PROVIDED PASSAGE ->
------------------------------

The Libertarian Party gained qualified status after gaining more than three percent of the popular vote in the 1990 gubernatorial election. The party was ballot-qualified in New Hampshire from 1990 to 1996. During the 1992 presidential election the party held a presidential primary where Andre Marrou was the only option on the ballot and received 3,554 votes on the Libertarian ballot, 99 write-in votes in the Republican primary, and 67 write-in votes in the Democratic primary. During the 1992 presidential election the party held a presidential primary where Harry Browne won with 653 votes against Irwin Schiff's 336 votes, and 638 other write-in votes.

Calvin Warburton, who had served in the state house since 1978, changed his political affiliation from Republican to Libertarian and became a dues paying member on July 16, 1991. He stated that the Libertarians were the only one who stood for economic, personal, and social freedom and was critical of the Republicans for planning to create new taxes. On December 12, Representative Finlay Rothhaus changed his political affiliation from Republican to Libertarian. Rothhaus was critical of the Republicans for increasing government power, raising taxes, and increasing gun control. Representative Donald Roulston, who the party had attempted to recruit in 1989, but declined stating that he was "too much of an anarchist for you", changed his political affiliation from Republican to Libertarian in 1992. These three state representatives gave the Libertarian Party the largest amount of state legislators for a third party since the Socialist Party of America had four state legislators elected in Connecticut in 1938.

------------------------------

TASK LIST ->
1. In the passage on the New Hampshire Libertarian Party, quote the words from "The Libertarian Party gained" up to and including "other write-in votes.".
2. Condense the paragraph in the passage on the New Hampshire Libertarian Party that begins "Calvin Warburton, who had served" into a bulleted list, keeping its main facts.
3. Carry on the passage about the New Hampshire Libertarian Party from its last sentence.
The data has nothing to do with what is asked here.

------------------------------

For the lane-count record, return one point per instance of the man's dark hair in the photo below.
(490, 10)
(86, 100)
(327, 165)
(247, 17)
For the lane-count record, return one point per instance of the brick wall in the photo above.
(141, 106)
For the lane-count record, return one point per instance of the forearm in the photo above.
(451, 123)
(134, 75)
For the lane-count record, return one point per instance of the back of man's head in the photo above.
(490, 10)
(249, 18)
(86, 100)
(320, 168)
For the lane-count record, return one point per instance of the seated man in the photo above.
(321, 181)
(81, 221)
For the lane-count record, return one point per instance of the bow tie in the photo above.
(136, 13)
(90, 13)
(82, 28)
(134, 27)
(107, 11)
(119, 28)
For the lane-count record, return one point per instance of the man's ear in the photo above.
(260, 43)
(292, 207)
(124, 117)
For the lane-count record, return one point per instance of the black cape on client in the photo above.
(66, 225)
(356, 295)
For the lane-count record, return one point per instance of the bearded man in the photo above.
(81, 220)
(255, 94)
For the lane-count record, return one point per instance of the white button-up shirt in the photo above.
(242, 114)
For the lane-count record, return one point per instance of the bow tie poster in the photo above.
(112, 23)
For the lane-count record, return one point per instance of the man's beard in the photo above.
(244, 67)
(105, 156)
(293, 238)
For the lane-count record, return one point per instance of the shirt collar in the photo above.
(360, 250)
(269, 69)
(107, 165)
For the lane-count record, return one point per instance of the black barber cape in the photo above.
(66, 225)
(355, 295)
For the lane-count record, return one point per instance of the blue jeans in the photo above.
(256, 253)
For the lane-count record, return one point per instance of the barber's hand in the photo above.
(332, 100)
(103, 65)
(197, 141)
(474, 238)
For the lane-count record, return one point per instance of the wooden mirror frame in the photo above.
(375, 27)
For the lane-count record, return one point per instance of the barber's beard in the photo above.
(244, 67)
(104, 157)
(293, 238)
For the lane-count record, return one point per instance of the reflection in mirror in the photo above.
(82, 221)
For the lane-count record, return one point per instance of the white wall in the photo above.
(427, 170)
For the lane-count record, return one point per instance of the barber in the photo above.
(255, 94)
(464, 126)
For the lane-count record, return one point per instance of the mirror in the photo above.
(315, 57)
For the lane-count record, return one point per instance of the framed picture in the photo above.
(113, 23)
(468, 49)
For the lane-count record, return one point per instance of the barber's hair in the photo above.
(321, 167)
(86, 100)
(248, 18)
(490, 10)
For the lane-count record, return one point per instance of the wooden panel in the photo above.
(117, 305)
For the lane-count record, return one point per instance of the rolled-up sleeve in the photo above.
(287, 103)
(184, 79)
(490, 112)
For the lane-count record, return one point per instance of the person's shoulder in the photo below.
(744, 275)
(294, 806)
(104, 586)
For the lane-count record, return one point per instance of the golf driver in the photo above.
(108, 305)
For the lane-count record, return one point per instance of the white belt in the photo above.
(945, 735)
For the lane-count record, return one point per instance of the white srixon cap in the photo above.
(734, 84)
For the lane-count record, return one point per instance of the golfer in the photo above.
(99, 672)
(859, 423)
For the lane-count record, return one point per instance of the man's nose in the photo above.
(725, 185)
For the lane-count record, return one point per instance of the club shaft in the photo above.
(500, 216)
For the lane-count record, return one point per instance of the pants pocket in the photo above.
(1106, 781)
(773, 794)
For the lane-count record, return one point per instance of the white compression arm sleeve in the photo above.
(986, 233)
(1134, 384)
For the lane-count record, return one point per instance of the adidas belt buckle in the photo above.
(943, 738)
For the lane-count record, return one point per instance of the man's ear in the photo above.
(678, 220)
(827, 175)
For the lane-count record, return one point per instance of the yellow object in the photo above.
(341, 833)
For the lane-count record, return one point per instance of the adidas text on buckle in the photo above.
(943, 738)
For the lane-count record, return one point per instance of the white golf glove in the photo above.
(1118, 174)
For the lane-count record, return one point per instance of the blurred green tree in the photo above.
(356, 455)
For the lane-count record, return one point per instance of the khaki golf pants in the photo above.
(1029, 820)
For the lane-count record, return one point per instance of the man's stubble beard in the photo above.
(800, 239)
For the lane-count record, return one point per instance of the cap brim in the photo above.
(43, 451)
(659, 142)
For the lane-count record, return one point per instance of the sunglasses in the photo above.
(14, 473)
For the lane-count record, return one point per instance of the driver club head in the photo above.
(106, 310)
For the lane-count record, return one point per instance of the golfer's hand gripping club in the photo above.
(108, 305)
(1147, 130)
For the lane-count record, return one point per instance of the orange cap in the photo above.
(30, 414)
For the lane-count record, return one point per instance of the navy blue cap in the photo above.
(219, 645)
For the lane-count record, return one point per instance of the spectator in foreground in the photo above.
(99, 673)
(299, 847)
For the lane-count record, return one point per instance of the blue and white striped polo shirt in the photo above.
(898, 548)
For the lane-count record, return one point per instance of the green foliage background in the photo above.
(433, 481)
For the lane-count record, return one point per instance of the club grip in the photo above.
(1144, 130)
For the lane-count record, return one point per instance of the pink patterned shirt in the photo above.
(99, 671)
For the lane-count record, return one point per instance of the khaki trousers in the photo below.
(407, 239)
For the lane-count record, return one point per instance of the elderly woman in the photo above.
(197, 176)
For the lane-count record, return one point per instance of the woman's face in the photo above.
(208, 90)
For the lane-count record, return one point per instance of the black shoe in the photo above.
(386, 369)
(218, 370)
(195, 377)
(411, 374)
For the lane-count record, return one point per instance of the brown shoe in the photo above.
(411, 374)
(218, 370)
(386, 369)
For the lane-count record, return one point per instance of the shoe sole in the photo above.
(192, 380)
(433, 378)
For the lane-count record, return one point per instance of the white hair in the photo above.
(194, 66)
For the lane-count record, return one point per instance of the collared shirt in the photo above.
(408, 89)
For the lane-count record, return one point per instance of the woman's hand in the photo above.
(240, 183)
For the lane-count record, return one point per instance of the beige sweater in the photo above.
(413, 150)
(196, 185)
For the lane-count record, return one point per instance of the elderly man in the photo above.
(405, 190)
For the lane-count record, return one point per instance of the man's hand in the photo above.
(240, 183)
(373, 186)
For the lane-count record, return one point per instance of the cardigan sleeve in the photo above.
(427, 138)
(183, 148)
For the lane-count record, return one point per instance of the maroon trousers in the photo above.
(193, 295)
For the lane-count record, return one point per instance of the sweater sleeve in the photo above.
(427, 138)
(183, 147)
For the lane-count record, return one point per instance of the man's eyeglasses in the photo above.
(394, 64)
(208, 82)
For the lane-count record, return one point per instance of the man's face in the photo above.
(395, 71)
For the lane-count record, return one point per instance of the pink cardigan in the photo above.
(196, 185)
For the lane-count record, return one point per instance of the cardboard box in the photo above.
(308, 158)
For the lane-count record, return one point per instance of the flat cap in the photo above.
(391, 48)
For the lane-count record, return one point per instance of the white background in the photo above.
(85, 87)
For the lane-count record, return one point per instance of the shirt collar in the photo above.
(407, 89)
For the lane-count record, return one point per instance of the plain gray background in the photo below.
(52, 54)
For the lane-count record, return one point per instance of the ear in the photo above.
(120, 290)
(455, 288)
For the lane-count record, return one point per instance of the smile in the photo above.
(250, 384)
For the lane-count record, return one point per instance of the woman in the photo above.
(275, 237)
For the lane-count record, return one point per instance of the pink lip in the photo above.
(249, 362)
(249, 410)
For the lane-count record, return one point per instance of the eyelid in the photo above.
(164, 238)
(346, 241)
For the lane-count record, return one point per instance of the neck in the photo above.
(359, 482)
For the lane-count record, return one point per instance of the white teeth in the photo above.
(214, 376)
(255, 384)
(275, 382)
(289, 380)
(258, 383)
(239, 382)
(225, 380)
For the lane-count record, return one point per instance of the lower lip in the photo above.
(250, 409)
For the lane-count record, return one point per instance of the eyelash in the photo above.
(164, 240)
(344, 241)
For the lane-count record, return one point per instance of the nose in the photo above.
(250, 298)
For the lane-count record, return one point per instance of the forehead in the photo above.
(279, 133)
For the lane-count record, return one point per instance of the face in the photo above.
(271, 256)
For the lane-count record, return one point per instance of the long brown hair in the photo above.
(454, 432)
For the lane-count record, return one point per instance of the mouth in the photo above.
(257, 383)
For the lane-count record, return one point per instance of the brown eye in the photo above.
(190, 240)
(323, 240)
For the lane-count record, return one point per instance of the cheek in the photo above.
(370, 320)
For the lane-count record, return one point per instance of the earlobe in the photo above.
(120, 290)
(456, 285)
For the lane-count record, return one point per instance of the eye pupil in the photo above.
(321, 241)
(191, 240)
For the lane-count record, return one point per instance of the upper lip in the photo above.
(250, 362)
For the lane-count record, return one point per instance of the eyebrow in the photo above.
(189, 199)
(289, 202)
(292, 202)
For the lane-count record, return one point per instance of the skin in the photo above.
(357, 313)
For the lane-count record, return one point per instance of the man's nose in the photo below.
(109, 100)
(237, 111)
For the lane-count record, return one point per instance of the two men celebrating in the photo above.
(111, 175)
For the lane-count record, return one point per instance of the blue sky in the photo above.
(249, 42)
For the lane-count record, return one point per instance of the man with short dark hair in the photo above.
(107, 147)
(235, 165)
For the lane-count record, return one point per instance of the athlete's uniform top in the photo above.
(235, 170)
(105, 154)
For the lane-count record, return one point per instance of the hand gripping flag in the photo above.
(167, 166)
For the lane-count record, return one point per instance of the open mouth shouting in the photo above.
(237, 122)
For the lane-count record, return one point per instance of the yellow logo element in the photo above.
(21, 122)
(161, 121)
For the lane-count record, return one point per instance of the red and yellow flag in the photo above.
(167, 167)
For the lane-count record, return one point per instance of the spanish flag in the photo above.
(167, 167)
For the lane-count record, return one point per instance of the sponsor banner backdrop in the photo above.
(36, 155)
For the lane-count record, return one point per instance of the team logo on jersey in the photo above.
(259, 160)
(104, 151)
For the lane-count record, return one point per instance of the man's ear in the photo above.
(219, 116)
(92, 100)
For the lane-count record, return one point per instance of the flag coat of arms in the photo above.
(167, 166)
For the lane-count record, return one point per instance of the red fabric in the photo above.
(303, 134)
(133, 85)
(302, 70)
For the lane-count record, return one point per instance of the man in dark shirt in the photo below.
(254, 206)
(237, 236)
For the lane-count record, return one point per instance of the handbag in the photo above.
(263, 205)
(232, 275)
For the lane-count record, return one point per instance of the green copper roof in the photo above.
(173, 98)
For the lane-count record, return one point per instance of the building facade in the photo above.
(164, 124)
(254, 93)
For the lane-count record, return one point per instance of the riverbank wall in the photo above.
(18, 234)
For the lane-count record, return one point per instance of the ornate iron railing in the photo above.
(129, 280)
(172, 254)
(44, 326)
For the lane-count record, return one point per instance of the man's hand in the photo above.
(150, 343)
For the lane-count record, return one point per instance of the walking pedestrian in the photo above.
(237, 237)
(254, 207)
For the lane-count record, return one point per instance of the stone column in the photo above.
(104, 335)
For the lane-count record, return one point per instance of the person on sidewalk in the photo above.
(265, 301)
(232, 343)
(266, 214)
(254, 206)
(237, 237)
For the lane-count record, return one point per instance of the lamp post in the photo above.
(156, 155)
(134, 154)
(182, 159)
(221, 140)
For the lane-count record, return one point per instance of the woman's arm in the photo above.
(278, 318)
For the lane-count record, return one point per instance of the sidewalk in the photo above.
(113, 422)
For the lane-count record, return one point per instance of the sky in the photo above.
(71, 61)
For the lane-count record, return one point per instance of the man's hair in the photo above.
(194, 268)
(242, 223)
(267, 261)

------------------------------

SOLVED PROBLEMS ->
1.
The Libertarian Party gained qualified status after gaining more than three percent of the popular vote in the 1990 gubernatorial election. The party was ballot-qualified in New Hampshire from 1990 to 1996. During the 1992 presidential election the party held a presidential primary where Andre Marrou was the only option on the ballot and received 3,554 votes on the Libertarian ballot, 99 write-in votes in the Republican primary, and 67 write-in votes in the Democratic primary. During the 1992 presidential election the party held a presidential primary where Harry Browne won with 653 votes against Irwin Schiff's 336 votes, and 638 other write-in votes.

2.
- Calvin Warburton, a state representative since 1978, switched from Republican to Libertarian and became a dues-paying member on July 16, 1991. He said the Libertarians were the only ones who stood for economic, personal, and social freedom and criticized Republican plans to create new taxes.
- Representative Finlay Rothhaus switched from Republican to Libertarian on December 12. He criticized the Republicans for increasing government power, raising taxes, and increasing gun control.
- Representative Donald Roulston switched from Republican to Libertarian in 1992. In 1989 he had turned down the party's attempt to recruit him, calling himself "too much of an anarchist for you."
- These three gave the Libertarian Party the most state legislators for a third party since the Socialist Party of America had four elected in Connecticut in 1938.

3.
The party elected four members to the state legislature during the 1992 elections. These legislators were aided through the use of electoral fusion in 1992 and 1994, where they would also gain the nomination of a major party in addition to the Libertarian nomination. The party ran eighty-five candidates in the 1992 state house election and ninety-one candidates in the 1994 state house election. Representative Don Gorman was selected to serve as the party's leader in the state house through winning a coin toss after the caucus was divided two to two between Gorman and Warburton. The Libertarian Caucus was recognized by the state house due to having more than three members, but lost its recognition after membership decreased to two in 1995. Representative Jim McLarin resigned on February 9, 1995, leaving Gorman as the only Libertarian in the state house. Gorman lost reelection in the 1996 election.

Miriam Luce defeated Warbuton for the Libertarian gubernatorial nomination for the 1992 election and received 4.00% of the vote in the election. Warburton, Steve Winter, and Clarence G. Blevens ran for the Libertarian gubernatorial nomination for the 1994 election which Winter, who later served in the state house as a Republican, won and later received 4.40% in the election. Robert Kingsbury defeated Blevens and Rotthaus for the Libertarian gubernatorial nomination for the 1996 election, but only received 1.20% in the election causing the party to lose its ballot-qualified status.

Despite the fact that the party was qualified in the state and had members elected to the state legislature, it was not allowed to have members serve as polling place officials. This was because only the two largest parties could have members serve as polling place officials. The party sued against this law; they lost the suit when Judge Bruce M. Selya ruled against them in Werme v. Merrill in 1996.

===2000s===
Representative Steve Vaillancourt was given the Libertarian nomination after he lost renomination in the Democratic primary and won reelection during the 2000 election. During the 2008 United States presidential election the party nominated George Phillies for president and Karen Kwiatkowski for vice-president at its state convention. Both people declined the nomination and the party had to hold another convention. However, the party already petitioned to have Phillies appeared on the general election ballot. He received 531 compared to the national presidential ticket of Bob Barr and Wayne Allyn Root which received 2,217 votes.

In 2001, Jason Sorens, a PhD student at Yale University, wrote an essay calling for the mass migration of 20,000 libertarians to a single, low-population state where they would have the ability to have electoral power and create a libertarian society. On October 1, 2003, the organization selected New Hampshire as the state they would move to. Governor Craig Benson supported the movement stating "come on up, we'd love to have you". The Free State Project reached its goal of 20,000 members in 2016, and by then around 1,900 members had already moved to New Hampshire.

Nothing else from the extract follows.